CONSIGNE — Citez textuellement l'entretien sur la nouvelle, entre «Passionné de la» et «les origines ?», ces deux passages inclus.

TEXTE À LIRE —
■ ■ ■ ■ ■ ■ ■

Passionné de la nouvelle, M.Said Raihani multiplie les actions pour sa promotion.

«La nouvelle est le genre qui a été le moins libéré»
LE MATIN : Vous paraissez obsédé par la nouvelle. Quel est le secret de cette passion et quelles en sont les origines ?

MOHAMED SAID RAIHANI :
Mon premier amour, c'étaient les arts plastiques. Mais comme je n'ai pu accéder à l'école des Beaux-Arts pour des raisons familiales, je me suis orienté à la littérature, vers l'âge de 16 ans. J'ai d'abord tenté d'écrire mon autobiographie en langue française, par la suite j'ai commencé à écrite des pièces de théâtre en anglais, vu qu'à l'époque j'étais un passionné du grand dramaturge George Bernard Show. Je me suis également essayé à la nouvelle parce que j'étais fasciné par Ernest Hemingway. Toutefois, quand j'ai terminé mes études universitaires et que j'ai intégré le corps de l'enseignement, je suis passé de l'anglais comme langue d'écriture à l'arabe. J'ai, en revanche, gardé mon amour pour la nouvelle qui remontre à mon enfance.
En fait, quand j'étais petit, une amie de ma mère nous rendait visite tous les après-midi et nous racontait des contes merveilleux. J'ai appris par la suite qu'il s'agissait des «Mille et une nuits». Cette dame n'est autre que «Satidat al Haki» dont la photo est exposée au 1er chapitre de mon «autobio-photographie» intitulée «Quand la photo parle».

Comment cette femme vous a-t-elle influencé ?

■ ■ ■ ■ ■ ■ ■

EXTRAIT DE DONNÉES —
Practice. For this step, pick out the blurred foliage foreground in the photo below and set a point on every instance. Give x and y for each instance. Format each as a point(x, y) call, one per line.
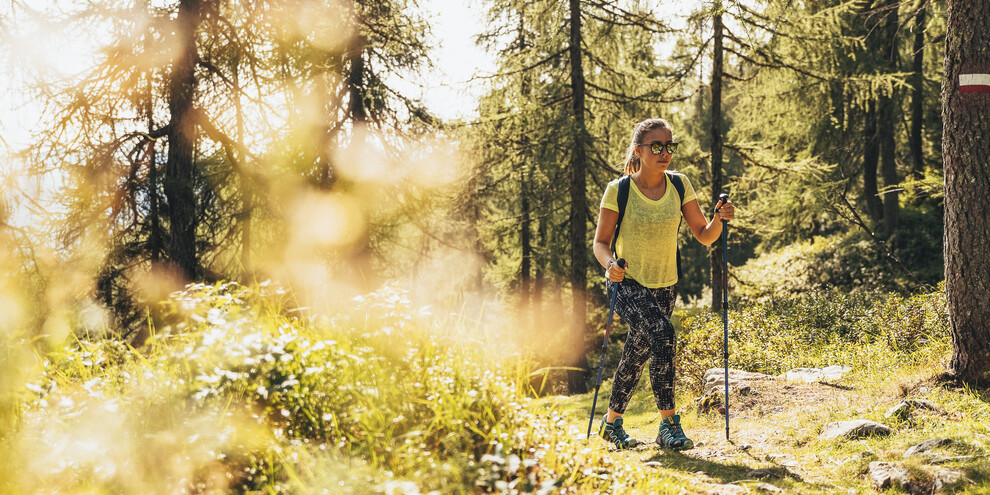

■ ■ ■ ■ ■ ■ ■

RÉSULTAT ATTENDU —
Passionné de la nouvelle, M.Said Raihani multiplie les actions pour sa promotion.

«La nouvelle est le genre qui a été le moins libéré»
LE MATIN : Vous paraissez obsédé par la nouvelle. Quel est le secret de cette passion et quelles en sont les origines ?